> Passage provided:
+ + +

There are a lot of others things you can do such as change the priority of the failures, look the details of a specific failure or repair a specific failure, but I think you got the idea with these examples, let’s move forward.
Multisection Backup
Originally RMAN running in parallel means different channel backing up different files at the same time now you can have different channels backing up pieces of the same file at the same time.
RMAN> CONFIGURE DEVICE TYPE DISK PARALLELISM 4 BACKUP TYPE TO BACKUPSET;
new RMAN configuration parameters:
CONFIGURE DEVICE TYPE DISK PARALLELISM 4 BACKUP TYPE TO BACKUPSET;
new RMAN configuration parameters are successfully stored
RMAN> backup SECTION SIZE 50m tablespace users;
Starting backup at 23-AUG-07
using channel ORA_DISK_1
using channel ORA_DISK_2
using channel ORA_DISK_3
using channel ORA_DISK_4
channel ORA_DISK_1: starting full datafile backup set
channel ORA_DISK_1: specifying datafile(s) in backup set
input datafile file number=00004 name=/oracle/oradata/test/users01.dbf
backing up blocks 1 through 6400
channel ORA_DISK_1: starting piece 1 at 23-AUG-07
channel ORA_DISK_2: starting full datafile backup set
channel ORA_DISK_2: specifying datafile(s) in backup set
input datafile file number=00004 name=/oracle/oradata/test/users01.dbf
backing up blocks 6401 through 12800
channel ORA_DISK_2: starting piece 2 at 23-AUG-07
channel ORA_DISK_3: starting full datafile backup set
channel ORA_DISK_3: specifying datafile(s) in backup set
input datafile file number=00004 name=/oracle/oradata/test/users01.dbf
backing up blocks 12801 through 19200
channel ORA_DISK_3: starting piece 3 at 23-AUG-07
channel ORA_DISK_1: finished piece 1 at 23-AUG-07
piece handle=/oracle/flash_recovery_area/TEST/backupset/2007_08_23/o1_mf_nnndf_TAG20070823T153529_3dv6ssy7_.bkp tag=TAG20070823T153529 comment=NONE
channel ORA_DISK_1: backup set complete, elapsed time: 00:00:14
channel ORA_DISK_2: finished piece 2 at 23-AUG-07
piece handle=/oracle/flash_recovery_area/TEST/backupset/2007_08_23/o1_mf_nnndf_TAG20070823T153529_3dv6t07o_.bkp tag=TAG20070823T153529 comment=NONE
channel ORA_DISK_2: backup set complete, elapsed time: 00:00:07
channel ORA_DISK_3: finished piece 3 at 23-AUG-07
piece handle=/oracle/flash_recovery_area/TEST/backupset/2007_08_23/o1_mf_nnndf_TAG20070823T153529_3dv6t5dz_.bkp tag=TAG20070823T153529 comment=NONE
channel ORA_DISK_3: backup set complete, elapsed time: 00:00:01
Finished backup at 23-AUG-07
As you can see it created in parallel 3 files that were enough to handle the section size I’ve specified.

+ + +

Return, word for word, the part of the RMAN multisection backup passage that begins at the words "There are a" and stops after the words "the same time.".

> Stored data:
+ + +

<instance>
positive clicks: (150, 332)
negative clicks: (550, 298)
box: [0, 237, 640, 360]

+ + +

> Task response:
There are a lot of others things you can do such as change the priority of the failures, look the details of a specific failure or repair a specific failure, but I think you got the idea with these examples, let’s move forward.
Multisection Backup
Originally RMAN running in parallel means different channel backing up different files at the same time now you can have different channels backing up pieces of the same file at the same time.